» **DATASET ENTRIES**

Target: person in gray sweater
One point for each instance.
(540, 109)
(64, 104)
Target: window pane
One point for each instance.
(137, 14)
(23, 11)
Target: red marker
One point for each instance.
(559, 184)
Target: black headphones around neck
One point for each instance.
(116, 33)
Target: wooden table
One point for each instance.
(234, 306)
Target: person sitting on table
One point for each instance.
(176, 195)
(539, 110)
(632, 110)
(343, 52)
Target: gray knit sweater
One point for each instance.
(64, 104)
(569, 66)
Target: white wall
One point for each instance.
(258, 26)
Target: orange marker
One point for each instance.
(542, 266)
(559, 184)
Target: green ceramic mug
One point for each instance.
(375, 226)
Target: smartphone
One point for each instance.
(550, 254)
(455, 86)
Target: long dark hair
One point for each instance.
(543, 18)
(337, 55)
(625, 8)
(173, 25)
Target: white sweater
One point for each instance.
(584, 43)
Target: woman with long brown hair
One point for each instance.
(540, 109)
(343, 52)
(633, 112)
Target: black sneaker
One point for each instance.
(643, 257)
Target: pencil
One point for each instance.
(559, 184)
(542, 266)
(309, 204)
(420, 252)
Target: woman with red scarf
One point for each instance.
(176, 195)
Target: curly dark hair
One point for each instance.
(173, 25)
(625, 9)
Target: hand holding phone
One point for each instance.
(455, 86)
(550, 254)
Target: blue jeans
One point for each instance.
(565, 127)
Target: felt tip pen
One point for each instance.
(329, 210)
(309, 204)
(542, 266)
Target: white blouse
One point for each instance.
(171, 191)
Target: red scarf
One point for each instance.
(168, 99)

» **WORK TO BE COMPLETED**
Retype every record above exactly as it appears.

» **ANSWER TO THIS EXERCISE**
Target: person in gray sweater
One point for each instance.
(540, 109)
(64, 104)
Target: window pane
One point for each instance.
(137, 14)
(23, 11)
Target: red marker
One point for each instance.
(559, 184)
Target: black headphones around neck
One point for each instance.
(116, 33)
Target: wooden table
One point for each instance.
(234, 306)
Target: person sitting on table
One point for each instance.
(176, 195)
(539, 110)
(632, 110)
(343, 52)
Target: gray knit sweater
One point for each instance.
(64, 104)
(569, 66)
Target: white wall
One point for each instance.
(258, 26)
Target: orange marker
One point for each instance.
(542, 266)
(559, 184)
Target: green ceramic mug
One point for each instance.
(375, 226)
Target: smartphone
One point for each instance.
(550, 254)
(455, 86)
Target: long dark hair
One point for each instance.
(543, 18)
(337, 55)
(625, 8)
(173, 25)
Target: white sweater
One point for each instance.
(584, 43)
Target: woman with long brown hair
One point for each instance.
(540, 109)
(343, 52)
(633, 112)
Target: black sneaker
One point for each instance.
(643, 257)
Target: pencil
One point for each instance.
(559, 184)
(542, 266)
(309, 204)
(420, 252)
Target: woman with red scarf
One point for each instance.
(176, 195)
Target: curly dark hair
One point for each instance.
(173, 25)
(625, 9)
Target: hand holding phone
One point for each instance.
(455, 86)
(550, 254)
Target: blue jeans
One point for each instance.
(565, 127)
Target: felt tip pen
One point for each instance.
(329, 210)
(309, 204)
(542, 266)
Target: white blouse
One point for each instance.
(171, 191)
Target: red scarf
One point for each instance.
(168, 99)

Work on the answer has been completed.